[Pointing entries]

'''

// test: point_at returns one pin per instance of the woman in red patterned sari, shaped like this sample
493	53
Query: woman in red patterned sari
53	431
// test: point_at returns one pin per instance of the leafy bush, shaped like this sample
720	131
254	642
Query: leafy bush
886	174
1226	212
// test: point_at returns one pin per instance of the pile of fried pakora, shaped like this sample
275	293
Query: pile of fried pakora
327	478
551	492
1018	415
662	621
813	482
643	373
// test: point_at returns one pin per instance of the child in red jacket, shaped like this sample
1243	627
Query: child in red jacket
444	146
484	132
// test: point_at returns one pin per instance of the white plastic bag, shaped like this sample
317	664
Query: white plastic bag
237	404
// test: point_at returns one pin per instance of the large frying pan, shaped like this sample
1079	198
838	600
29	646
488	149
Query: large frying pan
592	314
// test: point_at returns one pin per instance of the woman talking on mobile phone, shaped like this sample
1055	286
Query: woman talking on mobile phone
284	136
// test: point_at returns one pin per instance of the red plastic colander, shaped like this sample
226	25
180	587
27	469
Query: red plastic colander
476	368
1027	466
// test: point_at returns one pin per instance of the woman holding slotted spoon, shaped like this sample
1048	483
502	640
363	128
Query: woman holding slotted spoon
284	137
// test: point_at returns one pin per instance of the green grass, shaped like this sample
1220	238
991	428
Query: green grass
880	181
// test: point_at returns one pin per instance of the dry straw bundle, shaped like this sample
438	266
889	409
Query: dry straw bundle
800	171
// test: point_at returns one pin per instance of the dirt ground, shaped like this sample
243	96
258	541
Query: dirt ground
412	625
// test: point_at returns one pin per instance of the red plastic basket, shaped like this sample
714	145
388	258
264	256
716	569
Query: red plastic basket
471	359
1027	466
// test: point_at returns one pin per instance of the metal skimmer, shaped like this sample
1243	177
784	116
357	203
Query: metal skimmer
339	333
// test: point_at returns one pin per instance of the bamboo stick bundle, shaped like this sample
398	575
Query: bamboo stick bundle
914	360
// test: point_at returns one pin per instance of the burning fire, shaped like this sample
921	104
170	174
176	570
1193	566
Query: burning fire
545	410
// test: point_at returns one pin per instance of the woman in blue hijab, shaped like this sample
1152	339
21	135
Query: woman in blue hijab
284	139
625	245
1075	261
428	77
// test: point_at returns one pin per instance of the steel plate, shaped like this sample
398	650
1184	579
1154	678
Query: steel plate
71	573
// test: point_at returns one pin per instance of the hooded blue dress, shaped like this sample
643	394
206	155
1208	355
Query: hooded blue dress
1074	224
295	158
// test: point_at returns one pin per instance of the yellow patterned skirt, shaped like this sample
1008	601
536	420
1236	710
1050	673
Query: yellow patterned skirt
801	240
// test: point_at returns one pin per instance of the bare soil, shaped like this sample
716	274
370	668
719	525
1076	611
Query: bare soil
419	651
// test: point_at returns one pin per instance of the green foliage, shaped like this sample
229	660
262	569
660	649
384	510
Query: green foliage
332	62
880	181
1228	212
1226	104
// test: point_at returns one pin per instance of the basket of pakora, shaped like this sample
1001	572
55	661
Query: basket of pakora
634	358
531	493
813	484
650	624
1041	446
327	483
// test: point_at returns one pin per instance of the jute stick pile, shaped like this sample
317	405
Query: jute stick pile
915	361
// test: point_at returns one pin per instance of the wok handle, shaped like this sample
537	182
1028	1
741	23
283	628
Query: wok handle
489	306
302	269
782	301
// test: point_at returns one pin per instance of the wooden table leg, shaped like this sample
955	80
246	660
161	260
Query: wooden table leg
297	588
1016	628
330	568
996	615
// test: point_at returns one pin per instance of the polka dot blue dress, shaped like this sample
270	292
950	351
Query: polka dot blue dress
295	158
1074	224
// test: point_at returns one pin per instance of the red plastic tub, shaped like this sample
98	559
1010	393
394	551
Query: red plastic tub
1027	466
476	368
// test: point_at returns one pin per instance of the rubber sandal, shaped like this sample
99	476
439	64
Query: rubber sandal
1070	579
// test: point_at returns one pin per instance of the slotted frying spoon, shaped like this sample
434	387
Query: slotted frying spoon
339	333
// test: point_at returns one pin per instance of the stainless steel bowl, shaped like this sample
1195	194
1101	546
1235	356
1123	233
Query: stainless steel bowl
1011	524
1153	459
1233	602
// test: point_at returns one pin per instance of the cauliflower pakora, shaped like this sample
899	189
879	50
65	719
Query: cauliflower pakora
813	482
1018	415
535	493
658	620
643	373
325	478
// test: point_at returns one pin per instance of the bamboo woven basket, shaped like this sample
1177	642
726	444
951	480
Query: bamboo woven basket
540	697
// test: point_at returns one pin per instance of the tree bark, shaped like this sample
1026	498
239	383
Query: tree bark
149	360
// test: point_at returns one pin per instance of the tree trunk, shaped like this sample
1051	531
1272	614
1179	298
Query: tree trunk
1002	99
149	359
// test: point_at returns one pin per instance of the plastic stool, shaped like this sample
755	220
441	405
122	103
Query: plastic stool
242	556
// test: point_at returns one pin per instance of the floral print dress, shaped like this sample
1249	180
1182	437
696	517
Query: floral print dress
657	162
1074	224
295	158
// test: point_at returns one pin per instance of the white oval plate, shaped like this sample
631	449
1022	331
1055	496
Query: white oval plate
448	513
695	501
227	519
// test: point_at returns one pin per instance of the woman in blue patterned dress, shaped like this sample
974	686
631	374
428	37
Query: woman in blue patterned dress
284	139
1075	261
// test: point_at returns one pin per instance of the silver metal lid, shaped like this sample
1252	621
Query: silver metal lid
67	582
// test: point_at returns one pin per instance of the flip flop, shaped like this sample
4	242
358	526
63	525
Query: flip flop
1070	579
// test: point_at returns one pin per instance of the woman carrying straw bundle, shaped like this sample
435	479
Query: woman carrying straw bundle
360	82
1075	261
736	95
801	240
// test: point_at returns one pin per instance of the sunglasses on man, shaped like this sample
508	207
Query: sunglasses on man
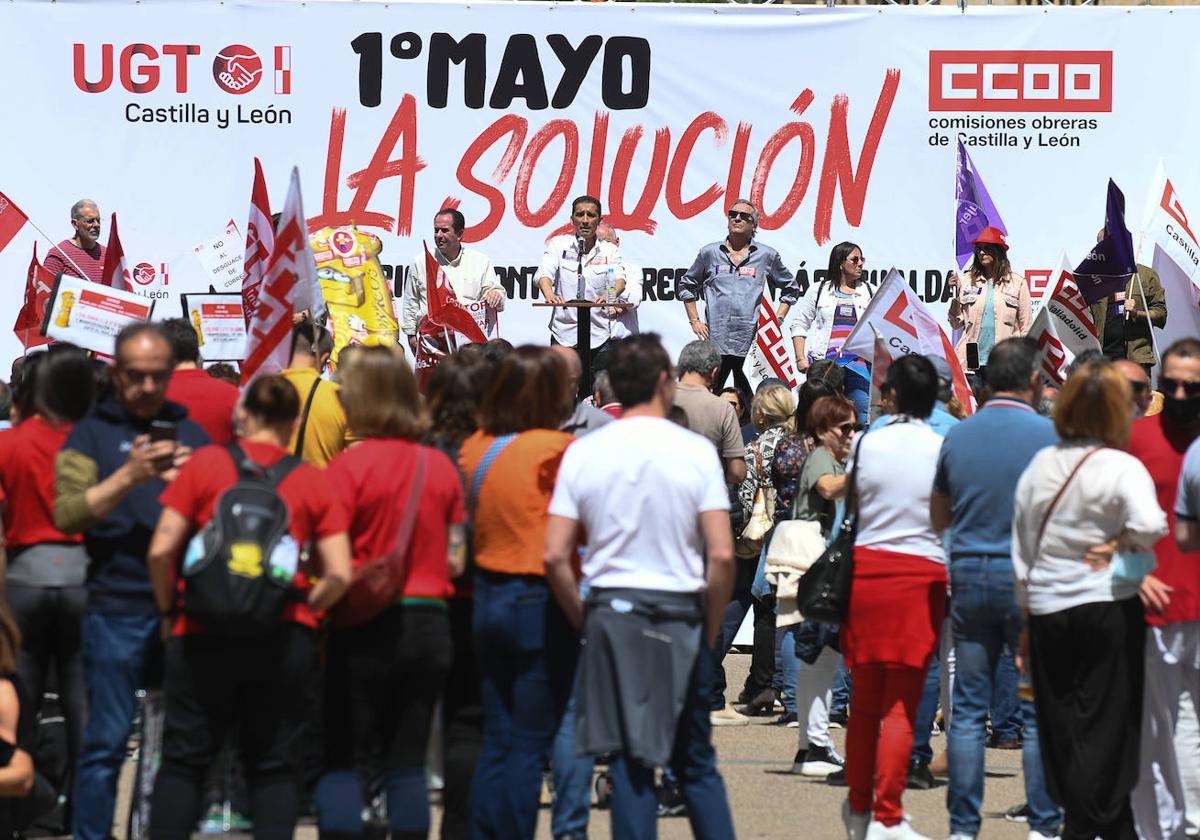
1169	387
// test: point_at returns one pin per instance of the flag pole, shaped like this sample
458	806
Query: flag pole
65	255
1153	341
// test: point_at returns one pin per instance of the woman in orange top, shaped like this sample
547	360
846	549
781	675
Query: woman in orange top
526	647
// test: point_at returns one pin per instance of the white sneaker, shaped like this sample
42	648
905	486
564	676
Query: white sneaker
901	831
856	823
729	717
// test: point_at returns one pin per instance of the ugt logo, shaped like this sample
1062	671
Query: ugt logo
237	69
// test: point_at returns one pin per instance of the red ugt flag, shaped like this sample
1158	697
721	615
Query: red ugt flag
443	304
117	273
259	243
12	220
28	325
287	287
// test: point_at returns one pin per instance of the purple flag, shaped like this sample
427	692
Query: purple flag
975	210
1108	268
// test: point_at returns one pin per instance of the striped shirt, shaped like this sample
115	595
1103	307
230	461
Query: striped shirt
59	258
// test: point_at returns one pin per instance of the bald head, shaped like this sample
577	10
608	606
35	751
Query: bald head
1139	381
573	363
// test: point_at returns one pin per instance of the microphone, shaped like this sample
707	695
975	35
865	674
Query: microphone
579	251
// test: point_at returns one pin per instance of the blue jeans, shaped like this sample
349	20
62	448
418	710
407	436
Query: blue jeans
527	654
858	391
987	619
694	761
923	727
573	778
741	603
117	652
1006	708
840	690
790	667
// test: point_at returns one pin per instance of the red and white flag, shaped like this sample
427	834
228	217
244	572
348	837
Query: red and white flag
769	357
1169	245
39	283
259	243
289	285
12	220
903	324
115	273
1063	327
442	304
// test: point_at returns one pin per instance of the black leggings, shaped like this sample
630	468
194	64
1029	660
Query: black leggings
219	682
383	681
1087	665
735	365
462	714
49	619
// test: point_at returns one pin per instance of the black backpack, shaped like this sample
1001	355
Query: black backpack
239	568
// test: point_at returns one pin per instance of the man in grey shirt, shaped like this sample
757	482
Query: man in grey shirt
731	277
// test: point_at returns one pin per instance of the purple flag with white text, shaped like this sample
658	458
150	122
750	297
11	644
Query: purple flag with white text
975	210
1108	268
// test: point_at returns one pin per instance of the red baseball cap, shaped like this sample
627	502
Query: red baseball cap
991	237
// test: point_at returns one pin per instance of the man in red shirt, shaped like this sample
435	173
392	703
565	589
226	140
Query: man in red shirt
82	256
209	401
1170	766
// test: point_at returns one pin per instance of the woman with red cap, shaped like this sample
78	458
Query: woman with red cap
991	303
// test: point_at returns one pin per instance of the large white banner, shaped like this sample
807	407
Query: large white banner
839	124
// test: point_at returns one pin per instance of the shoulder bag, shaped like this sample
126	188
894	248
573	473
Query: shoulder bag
823	592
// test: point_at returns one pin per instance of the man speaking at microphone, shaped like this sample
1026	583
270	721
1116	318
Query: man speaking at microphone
576	267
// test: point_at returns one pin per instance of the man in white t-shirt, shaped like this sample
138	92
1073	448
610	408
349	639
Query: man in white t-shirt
653	502
576	265
468	271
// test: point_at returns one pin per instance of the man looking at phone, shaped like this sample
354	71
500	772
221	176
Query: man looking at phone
108	477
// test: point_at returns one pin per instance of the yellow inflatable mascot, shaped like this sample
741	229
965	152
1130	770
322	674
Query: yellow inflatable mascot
354	288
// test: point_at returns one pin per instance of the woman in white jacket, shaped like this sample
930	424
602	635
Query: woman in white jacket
826	316
1086	623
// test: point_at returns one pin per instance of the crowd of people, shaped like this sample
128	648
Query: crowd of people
539	562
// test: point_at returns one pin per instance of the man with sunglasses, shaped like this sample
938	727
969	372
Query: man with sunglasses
730	276
1139	381
108	477
82	255
1167	799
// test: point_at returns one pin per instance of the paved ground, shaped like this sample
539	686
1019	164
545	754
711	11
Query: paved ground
768	802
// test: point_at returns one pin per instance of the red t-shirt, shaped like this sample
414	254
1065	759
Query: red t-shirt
209	402
27	483
313	513
372	480
1161	445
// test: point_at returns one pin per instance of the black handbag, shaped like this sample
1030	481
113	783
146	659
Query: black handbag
823	592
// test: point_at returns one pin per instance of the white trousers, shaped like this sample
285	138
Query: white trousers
814	690
1167	798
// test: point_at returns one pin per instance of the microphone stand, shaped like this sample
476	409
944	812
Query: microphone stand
579	268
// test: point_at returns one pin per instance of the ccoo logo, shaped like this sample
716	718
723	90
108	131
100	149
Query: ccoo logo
1039	81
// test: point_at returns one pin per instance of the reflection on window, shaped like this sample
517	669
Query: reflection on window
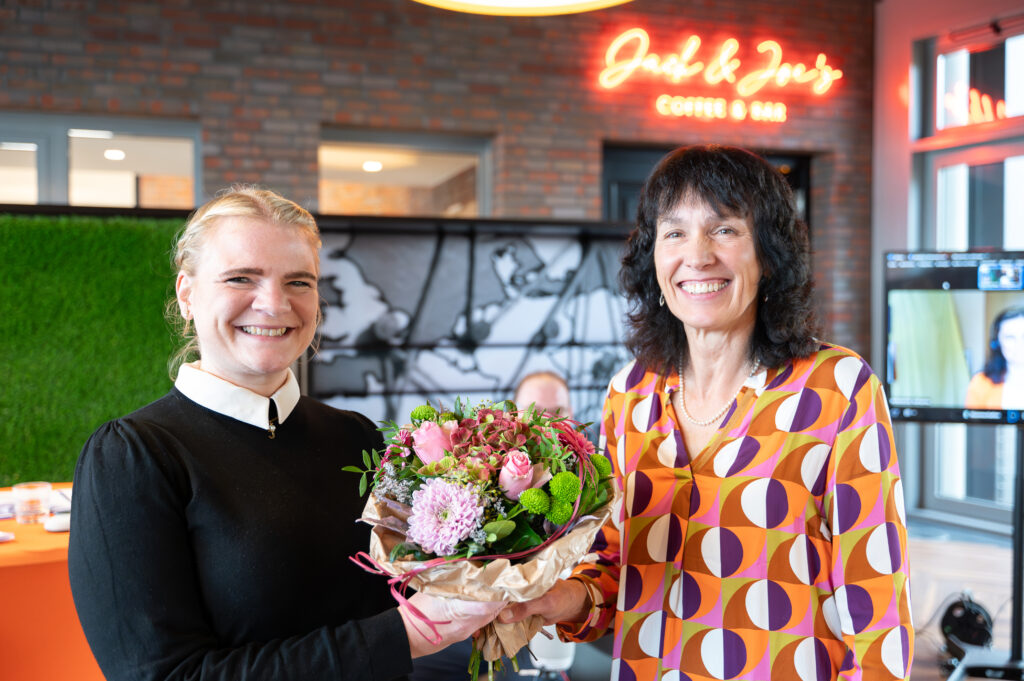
131	171
980	86
357	178
976	204
18	176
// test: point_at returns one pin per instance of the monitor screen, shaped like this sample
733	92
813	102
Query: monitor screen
954	336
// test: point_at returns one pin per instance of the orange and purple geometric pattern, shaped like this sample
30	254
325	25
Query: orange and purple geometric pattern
778	552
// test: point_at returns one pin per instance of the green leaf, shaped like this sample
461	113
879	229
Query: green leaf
500	528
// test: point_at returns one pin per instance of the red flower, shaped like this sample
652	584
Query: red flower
573	439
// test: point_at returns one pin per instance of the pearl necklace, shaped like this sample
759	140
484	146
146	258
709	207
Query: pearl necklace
721	412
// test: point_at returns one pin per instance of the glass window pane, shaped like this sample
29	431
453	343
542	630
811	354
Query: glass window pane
357	178
18	175
973	207
110	169
980	86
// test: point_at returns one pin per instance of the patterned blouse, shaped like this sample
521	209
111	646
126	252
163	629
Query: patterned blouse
777	552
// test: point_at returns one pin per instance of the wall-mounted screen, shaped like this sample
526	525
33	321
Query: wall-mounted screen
954	336
422	310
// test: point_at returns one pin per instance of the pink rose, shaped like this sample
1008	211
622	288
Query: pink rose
516	475
431	441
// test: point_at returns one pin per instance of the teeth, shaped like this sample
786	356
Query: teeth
257	331
704	287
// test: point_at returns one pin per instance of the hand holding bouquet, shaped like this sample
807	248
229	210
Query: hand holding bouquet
484	503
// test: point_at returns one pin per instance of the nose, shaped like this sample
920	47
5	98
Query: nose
698	252
271	299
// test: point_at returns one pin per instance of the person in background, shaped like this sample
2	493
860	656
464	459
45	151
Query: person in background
1000	382
762	529
549	392
212	528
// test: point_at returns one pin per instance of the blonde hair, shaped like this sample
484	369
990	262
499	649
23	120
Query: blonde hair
239	201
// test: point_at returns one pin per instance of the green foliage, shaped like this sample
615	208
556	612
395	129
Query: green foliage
84	337
536	501
564	486
601	465
423	413
560	512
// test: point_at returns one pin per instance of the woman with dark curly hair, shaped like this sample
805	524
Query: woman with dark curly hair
762	533
1000	382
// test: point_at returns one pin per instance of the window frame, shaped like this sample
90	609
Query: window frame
49	132
427	141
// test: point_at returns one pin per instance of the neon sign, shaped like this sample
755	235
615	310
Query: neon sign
630	53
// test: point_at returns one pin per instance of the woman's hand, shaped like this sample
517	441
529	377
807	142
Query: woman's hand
568	600
455	620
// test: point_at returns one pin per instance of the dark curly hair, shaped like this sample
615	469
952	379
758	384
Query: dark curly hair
995	364
735	182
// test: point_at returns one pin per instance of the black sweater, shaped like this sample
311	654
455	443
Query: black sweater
202	549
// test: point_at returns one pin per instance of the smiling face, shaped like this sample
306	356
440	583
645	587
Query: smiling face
1011	339
707	267
253	299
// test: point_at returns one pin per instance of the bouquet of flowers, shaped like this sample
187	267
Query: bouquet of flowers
483	503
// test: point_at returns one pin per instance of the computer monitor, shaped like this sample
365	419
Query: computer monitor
942	352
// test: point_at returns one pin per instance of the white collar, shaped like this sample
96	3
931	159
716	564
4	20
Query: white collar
224	397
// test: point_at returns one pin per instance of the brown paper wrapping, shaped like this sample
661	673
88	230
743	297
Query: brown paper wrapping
495	580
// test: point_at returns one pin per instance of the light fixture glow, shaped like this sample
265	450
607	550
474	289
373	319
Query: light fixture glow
91	134
522	7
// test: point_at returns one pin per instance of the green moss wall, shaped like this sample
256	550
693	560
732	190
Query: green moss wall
82	333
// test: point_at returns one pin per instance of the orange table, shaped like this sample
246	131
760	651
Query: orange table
40	636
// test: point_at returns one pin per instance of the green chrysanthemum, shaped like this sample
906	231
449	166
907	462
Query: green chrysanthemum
560	512
536	501
601	465
423	413
564	486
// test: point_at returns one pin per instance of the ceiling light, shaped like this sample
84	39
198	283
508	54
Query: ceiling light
92	134
17	146
522	7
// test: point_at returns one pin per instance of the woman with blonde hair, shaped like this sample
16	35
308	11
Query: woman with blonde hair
212	529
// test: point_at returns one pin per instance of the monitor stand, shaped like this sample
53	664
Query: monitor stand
985	663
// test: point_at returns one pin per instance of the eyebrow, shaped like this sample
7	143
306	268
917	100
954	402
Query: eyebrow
299	273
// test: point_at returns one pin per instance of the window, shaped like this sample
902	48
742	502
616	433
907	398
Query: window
402	174
94	161
969	160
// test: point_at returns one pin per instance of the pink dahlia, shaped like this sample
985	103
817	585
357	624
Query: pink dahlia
443	514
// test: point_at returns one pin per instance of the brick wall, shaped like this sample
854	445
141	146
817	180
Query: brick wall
263	79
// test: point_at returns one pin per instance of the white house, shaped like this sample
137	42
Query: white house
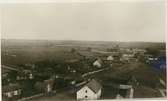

'''

**TASK TO COMPLETE**
How many lines in the entries above contain the string "ceiling"? Matches must agree in case; reply with the number alone.

**OUTPUT OF THE EXERCISE**
2